▸ 読解文:
━━━━━━━━━━━━━━━━━━━━
はな寛太の死 [追悼]
漫才師、はな寛太さんの訃報に接する。享年61。死因は食道ガン。
はな寛太・いま寛大といえば、寛大さんの「ちょっと待ってね」のギャグフレーズがすぐに浮かぶ。レコードの時代からCDの時代に変わっても、「こんど『三年目のちょっと待ってね』いう曲でデビューするねん」のネタが十八番やったなあ。20年来何回同じネタを聞いたやろ。サゲまでわかってるのに、同じところで笑わせてくれる。ネタそのものも傑作というわけやないのにね。つまりこれが芸の力というもんなんやなあ。
巨体でもみあげの寛大さんに対し、寛太さんは小柄で愛嬌のある顔立ちというコントラストやったんやけれど、寛太さんは若いころはボディビルをしていて、服を脱ぐと筋肉粒々。「本物は誰だ」というテレビ番組でその体を披露してはったのは今から30年くらい前のことか。
最近では奈良の葬儀会社のCMに出演していて、頭の上に蛍光灯をつけて雲の上から下界を見下ろし「満足じゃ、満足じゃ」とやってはった。なんか縁起の悪い役回りやなあと思うてはいたけれど、こんなに早くにほんまに下界を見下ろすことになろうとは、ご本人も思うてはったのかどうか。皮肉なことに、葬儀はその奈良の会社やなく、全国展開をしている大手の葬儀会社なんですなあ。
━━━━━━━━━━━━━━━━━━━━
▸ 抽出資料:
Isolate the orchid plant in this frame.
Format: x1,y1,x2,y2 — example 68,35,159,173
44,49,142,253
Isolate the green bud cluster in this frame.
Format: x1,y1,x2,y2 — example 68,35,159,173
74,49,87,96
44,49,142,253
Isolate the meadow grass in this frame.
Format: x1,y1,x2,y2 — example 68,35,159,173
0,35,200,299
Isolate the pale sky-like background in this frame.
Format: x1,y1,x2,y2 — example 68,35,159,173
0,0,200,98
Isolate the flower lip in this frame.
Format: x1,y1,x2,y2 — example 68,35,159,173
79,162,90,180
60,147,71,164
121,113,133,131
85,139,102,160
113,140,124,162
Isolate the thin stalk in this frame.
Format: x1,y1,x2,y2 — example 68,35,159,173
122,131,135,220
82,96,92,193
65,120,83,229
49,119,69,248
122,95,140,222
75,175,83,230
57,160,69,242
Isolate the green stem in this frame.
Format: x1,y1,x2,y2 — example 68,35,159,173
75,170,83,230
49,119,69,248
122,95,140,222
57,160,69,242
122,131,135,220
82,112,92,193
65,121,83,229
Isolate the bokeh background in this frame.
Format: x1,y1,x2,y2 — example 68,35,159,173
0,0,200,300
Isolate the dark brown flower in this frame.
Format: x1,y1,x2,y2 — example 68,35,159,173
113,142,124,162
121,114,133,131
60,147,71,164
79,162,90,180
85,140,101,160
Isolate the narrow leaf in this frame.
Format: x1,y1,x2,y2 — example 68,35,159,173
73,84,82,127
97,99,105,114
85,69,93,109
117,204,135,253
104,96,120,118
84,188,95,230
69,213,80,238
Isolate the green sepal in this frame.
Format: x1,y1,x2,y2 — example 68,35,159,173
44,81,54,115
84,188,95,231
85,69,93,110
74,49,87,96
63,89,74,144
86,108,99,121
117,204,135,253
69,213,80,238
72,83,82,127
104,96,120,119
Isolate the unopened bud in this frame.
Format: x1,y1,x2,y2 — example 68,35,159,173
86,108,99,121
━━━━━━━━━━━━━━━━━━━━
▸ 設問:
読解文のうち、「はな寛太の死 [追悼]」から始まり「大手の葬儀会社なんですなあ。」で終わる部分を、一字一句違えずに書き写しなさい。

▸ 解答:
はな寛太の死 [追悼]
漫才師、はな寛太さんの訃報に接する。享年61。死因は食道ガン。
はな寛太・いま寛大といえば、寛大さんの「ちょっと待ってね」のギャグフレーズがすぐに浮かぶ。レコードの時代からCDの時代に変わっても、「こんど『三年目のちょっと待ってね』いう曲でデビューするねん」のネタが十八番やったなあ。20年来何回同じネタを聞いたやろ。サゲまでわかってるのに、同じところで笑わせてくれる。ネタそのものも傑作というわけやないのにね。つまりこれが芸の力というもんなんやなあ。
巨体でもみあげの寛大さんに対し、寛太さんは小柄で愛嬌のある顔立ちというコントラストやったんやけれど、寛太さんは若いころはボディビルをしていて、服を脱ぐと筋肉粒々。「本物は誰だ」というテレビ番組でその体を披露してはったのは今から30年くらい前のことか。
最近では奈良の葬儀会社のCMに出演していて、頭の上に蛍光灯をつけて雲の上から下界を見下ろし「満足じゃ、満足じゃ」とやってはった。なんか縁起の悪い役回りやなあと思うてはいたけれど、こんなに早くにほんまに下界を見下ろすことになろうとは、ご本人も思うてはったのかどうか。皮肉なことに、葬儀はその奈良の会社やなく、全国展開をしている大手の葬儀会社なんですなあ。